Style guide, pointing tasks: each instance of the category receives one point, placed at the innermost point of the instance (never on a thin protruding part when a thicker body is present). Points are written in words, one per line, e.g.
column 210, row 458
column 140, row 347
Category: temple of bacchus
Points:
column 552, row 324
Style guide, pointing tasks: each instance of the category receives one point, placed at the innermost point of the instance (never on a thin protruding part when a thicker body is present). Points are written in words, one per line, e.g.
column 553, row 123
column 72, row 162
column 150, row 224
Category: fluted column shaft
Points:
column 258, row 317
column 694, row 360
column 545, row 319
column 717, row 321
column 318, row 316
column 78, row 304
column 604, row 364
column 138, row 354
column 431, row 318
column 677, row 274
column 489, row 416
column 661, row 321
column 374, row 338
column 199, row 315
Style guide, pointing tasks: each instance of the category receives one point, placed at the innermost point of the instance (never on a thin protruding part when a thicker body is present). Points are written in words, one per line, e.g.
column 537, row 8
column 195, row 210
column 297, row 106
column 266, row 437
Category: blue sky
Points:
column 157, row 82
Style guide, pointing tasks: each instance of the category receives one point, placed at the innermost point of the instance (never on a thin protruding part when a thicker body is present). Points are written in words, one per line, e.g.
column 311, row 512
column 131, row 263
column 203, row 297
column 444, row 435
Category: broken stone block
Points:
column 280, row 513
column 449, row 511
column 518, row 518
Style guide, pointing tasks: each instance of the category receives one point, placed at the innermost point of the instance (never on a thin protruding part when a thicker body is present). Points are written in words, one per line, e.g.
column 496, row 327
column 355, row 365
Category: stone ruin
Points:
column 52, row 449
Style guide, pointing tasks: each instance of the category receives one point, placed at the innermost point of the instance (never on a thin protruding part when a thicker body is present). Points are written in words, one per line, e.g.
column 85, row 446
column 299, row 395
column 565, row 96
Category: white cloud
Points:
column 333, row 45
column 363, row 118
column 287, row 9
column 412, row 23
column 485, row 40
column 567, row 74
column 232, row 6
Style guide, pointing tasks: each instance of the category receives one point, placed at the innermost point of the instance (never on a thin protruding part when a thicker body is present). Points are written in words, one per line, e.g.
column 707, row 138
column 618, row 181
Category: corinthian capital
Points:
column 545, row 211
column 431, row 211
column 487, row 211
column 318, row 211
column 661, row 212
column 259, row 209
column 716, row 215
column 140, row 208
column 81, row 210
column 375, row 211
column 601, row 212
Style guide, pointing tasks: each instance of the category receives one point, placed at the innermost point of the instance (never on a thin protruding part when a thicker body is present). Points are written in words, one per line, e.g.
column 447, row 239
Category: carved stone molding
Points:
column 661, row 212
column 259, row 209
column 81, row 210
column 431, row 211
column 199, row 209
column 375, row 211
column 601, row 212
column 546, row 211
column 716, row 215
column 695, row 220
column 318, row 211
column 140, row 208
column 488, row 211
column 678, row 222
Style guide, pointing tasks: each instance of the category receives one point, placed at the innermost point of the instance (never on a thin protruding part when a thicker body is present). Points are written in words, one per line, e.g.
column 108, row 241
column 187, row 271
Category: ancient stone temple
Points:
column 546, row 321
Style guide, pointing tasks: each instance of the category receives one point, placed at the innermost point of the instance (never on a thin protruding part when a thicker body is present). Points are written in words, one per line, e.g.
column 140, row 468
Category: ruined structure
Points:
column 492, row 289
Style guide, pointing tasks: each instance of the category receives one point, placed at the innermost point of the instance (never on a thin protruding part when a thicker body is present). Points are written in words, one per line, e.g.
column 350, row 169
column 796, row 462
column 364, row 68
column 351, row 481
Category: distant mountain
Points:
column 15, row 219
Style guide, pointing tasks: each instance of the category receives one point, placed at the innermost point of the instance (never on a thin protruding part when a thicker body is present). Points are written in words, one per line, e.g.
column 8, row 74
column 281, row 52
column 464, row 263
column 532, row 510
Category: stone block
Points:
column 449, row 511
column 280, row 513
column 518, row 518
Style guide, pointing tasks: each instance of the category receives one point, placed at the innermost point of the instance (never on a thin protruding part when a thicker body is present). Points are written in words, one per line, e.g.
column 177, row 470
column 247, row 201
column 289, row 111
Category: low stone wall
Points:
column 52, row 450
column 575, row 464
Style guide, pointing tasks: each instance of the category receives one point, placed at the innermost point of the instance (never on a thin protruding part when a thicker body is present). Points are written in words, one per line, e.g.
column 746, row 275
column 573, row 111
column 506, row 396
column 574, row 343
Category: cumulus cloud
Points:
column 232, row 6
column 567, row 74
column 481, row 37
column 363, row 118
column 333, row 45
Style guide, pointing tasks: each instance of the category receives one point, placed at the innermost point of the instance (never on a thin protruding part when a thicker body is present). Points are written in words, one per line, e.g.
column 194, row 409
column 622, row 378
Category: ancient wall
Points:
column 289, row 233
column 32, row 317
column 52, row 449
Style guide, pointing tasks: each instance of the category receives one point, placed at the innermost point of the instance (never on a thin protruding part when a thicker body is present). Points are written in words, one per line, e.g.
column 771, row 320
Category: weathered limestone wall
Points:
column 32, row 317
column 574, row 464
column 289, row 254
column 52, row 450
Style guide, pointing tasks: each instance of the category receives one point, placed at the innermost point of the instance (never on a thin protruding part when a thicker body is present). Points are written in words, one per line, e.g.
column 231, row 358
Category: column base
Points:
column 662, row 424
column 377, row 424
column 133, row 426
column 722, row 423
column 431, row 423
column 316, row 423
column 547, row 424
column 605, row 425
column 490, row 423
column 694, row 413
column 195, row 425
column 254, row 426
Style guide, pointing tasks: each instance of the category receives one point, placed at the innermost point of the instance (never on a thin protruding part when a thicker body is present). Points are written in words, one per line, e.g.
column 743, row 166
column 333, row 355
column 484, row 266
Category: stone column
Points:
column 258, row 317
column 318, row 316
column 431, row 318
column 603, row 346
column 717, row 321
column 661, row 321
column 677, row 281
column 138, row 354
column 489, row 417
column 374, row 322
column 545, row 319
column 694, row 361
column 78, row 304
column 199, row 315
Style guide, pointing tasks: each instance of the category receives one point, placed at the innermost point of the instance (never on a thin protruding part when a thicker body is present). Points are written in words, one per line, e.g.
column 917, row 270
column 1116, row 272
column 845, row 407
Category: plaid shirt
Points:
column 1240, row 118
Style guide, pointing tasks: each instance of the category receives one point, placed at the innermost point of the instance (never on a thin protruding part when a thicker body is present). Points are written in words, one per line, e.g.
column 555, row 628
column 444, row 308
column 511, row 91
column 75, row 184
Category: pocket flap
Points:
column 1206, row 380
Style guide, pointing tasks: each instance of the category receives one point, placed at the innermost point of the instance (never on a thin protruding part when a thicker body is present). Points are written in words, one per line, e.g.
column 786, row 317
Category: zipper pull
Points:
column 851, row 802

▶ **THE PROBLEM**: Rewrite all of the records above, switching every "innermost" to "centermost" and leaving everything else unchanged.

▶ **WRITTEN ANSWER**:
Style guide, pointing tasks: each instance of the category receives one point, placed at the centermost point of the instance (never on a thin protruding part when a thicker body is present). Points are written in words, one per line, e.g.
column 210, row 458
column 140, row 347
Category: temple of bacchus
Points:
column 552, row 324
Style guide, pointing tasks: each instance of the category receives one point, placed at the centermost point of the instance (never on a thin protruding part when a thicker body is present). Points are written in words, one per line, e.g.
column 553, row 123
column 72, row 162
column 150, row 224
Category: fluted column shaft
Points:
column 258, row 317
column 694, row 360
column 545, row 319
column 717, row 321
column 318, row 316
column 78, row 304
column 604, row 364
column 138, row 354
column 431, row 318
column 677, row 274
column 489, row 416
column 661, row 321
column 374, row 338
column 199, row 315
Style guide, pointing tasks: each instance of the category receives one point, placed at the centermost point of the instance (never on a thin protruding part when a thicker body is present). Points are written in words, one per line, e.g.
column 537, row 8
column 195, row 210
column 297, row 106
column 266, row 437
Category: blue sky
Points:
column 157, row 82
Style guide, pointing tasks: each instance of the category receives one point, placed at the centermost point of the instance (never on a thin protruding part when a thicker body is present). Points are written in words, one per line, e.g.
column 311, row 512
column 131, row 263
column 203, row 297
column 444, row 435
Category: broken stone block
Points:
column 280, row 513
column 449, row 511
column 518, row 518
Style guide, pointing tasks: each instance of the category receives one point, placed at the centermost point of the instance (never on a thin protruding part when a thicker body is present). Points are written in words, one per line, e.g.
column 496, row 327
column 355, row 365
Category: stone ruin
Points:
column 52, row 449
Style guide, pointing tasks: each instance of the category receives one point, placed at the centermost point of the instance (never on a thin protruding part when a thicker body is present). Points are written in words, one per line, e.g.
column 85, row 446
column 299, row 395
column 565, row 96
Category: white cloud
Points:
column 333, row 45
column 363, row 118
column 287, row 9
column 412, row 23
column 485, row 40
column 567, row 74
column 232, row 6
Style guide, pointing tasks: each instance of the category receives one point, placed at the centermost point of the instance (never on a thin protruding part when a thicker body is present). Points are written in words, one per line, e.g.
column 707, row 138
column 618, row 181
Category: corinthian capital
Points:
column 545, row 211
column 431, row 211
column 487, row 211
column 318, row 211
column 661, row 212
column 259, row 209
column 716, row 215
column 140, row 208
column 81, row 210
column 375, row 211
column 601, row 212
Style guide, pointing tasks: each instance of the category receives one point, placed at the centermost point of the instance (never on a thin protruding part when a thicker body is present). Points are written in words, one per line, e.g.
column 447, row 239
Category: carved stone molding
Points:
column 661, row 212
column 259, row 209
column 81, row 210
column 431, row 211
column 199, row 209
column 375, row 211
column 601, row 212
column 546, row 211
column 716, row 215
column 695, row 220
column 318, row 211
column 140, row 208
column 488, row 211
column 678, row 222
Style guide, pointing tasks: each instance of the category receives one point, placed at the centermost point of the instance (never on a thin protruding part when a thicker body is present). Points are written in words, one per line, e.g.
column 108, row 241
column 187, row 271
Category: ancient stone temple
Points:
column 546, row 321
Style guide, pointing tasks: each instance of the category receives one point, placed at the centermost point of the instance (never on a thin protruding part when a thicker body is present). Points are written in words, one per line, e.g.
column 140, row 468
Category: ruined structure
Points:
column 492, row 289
Style guide, pointing tasks: each instance of the category receives one point, placed at the centermost point of the instance (never on a thin protruding part when a thicker body is present). Points are written in words, one per line, e.g.
column 350, row 169
column 796, row 462
column 364, row 68
column 351, row 481
Category: distant mountain
Points:
column 15, row 219
Style guide, pointing tasks: each instance of the category receives one point, placed at the centermost point of the instance (never on a thin protruding part when a thicker body is present). Points are written in words, one per line, e.g.
column 8, row 74
column 281, row 52
column 464, row 263
column 532, row 510
Category: stone block
Points:
column 449, row 511
column 280, row 513
column 518, row 518
Style guide, pointing tasks: each instance of the category receives one point, placed at the centermost point of the instance (never on a thin protruding part when a thicker body is present). Points are written in words, one per line, e.g.
column 177, row 470
column 247, row 201
column 289, row 111
Category: low stone wall
Points:
column 52, row 450
column 575, row 464
Style guide, pointing tasks: each instance of the category receives one point, placed at the centermost point of the instance (never on a thin protruding part when a thicker body is present). Points are written in words, one per line, e.g.
column 746, row 275
column 573, row 111
column 506, row 396
column 574, row 343
Category: cumulus cloud
Points:
column 232, row 6
column 567, row 74
column 481, row 37
column 363, row 118
column 333, row 45
Style guide, pointing tasks: each instance of the category receives one point, placed at the centermost point of the instance (never on a thin protruding part when a thicker body is present). Points are written in words, one per line, e.g.
column 194, row 409
column 622, row 378
Category: ancient wall
Points:
column 289, row 233
column 32, row 317
column 52, row 449
Style guide, pointing tasks: each instance of the category receives one point, placed at the centermost point of the instance (never on a thin protruding part when a thicker body is present). Points are written in words, one per line, e.g.
column 771, row 320
Category: weathered limestone wall
Points:
column 32, row 317
column 574, row 464
column 289, row 254
column 52, row 450
Style guide, pointing tasks: each instance of the category receives one point, placed at the centermost point of the instance (never on a thin protruding part when a thicker body is present). Points are written in words, one per line, e.g.
column 231, row 358
Category: column base
Points:
column 662, row 424
column 377, row 424
column 133, row 426
column 722, row 423
column 431, row 423
column 316, row 423
column 547, row 424
column 605, row 425
column 490, row 423
column 694, row 413
column 195, row 425
column 254, row 426
Style guide, pointing tasks: each instance of the category receives one point, placed at the centermost point of the instance (never on a thin protruding part when a thicker body is present). Points are written in words, one per line, e.g.
column 743, row 166
column 333, row 355
column 484, row 266
Category: stone column
Points:
column 258, row 317
column 318, row 316
column 431, row 318
column 603, row 346
column 717, row 321
column 661, row 321
column 677, row 281
column 138, row 354
column 489, row 417
column 374, row 322
column 545, row 319
column 694, row 361
column 78, row 304
column 199, row 315
Style guide, pointing tasks: each instance of the category receives one point, placed at the centermost point of the instance (never on a thin protruding part when a thicker body is present). Points are written in words, one per line, e.g.
column 917, row 270
column 1116, row 272
column 845, row 407
Category: plaid shirt
Points:
column 1240, row 118
Style guide, pointing tasks: each instance of the category receives one point, placed at the centermost point of the instance (never on a thin protruding part when a thicker body is present). Points are written in words, one per line, e.g.
column 555, row 628
column 444, row 308
column 511, row 91
column 75, row 184
Category: pocket flap
Points:
column 1206, row 380
Style guide, pointing tasks: each instance of the category receives one point, placed at the centermost point of the instance (never on a thin protruding part when a thicker body is present). Points are written in words, one per line, e.g.
column 786, row 317
Category: zipper pull
Points:
column 851, row 802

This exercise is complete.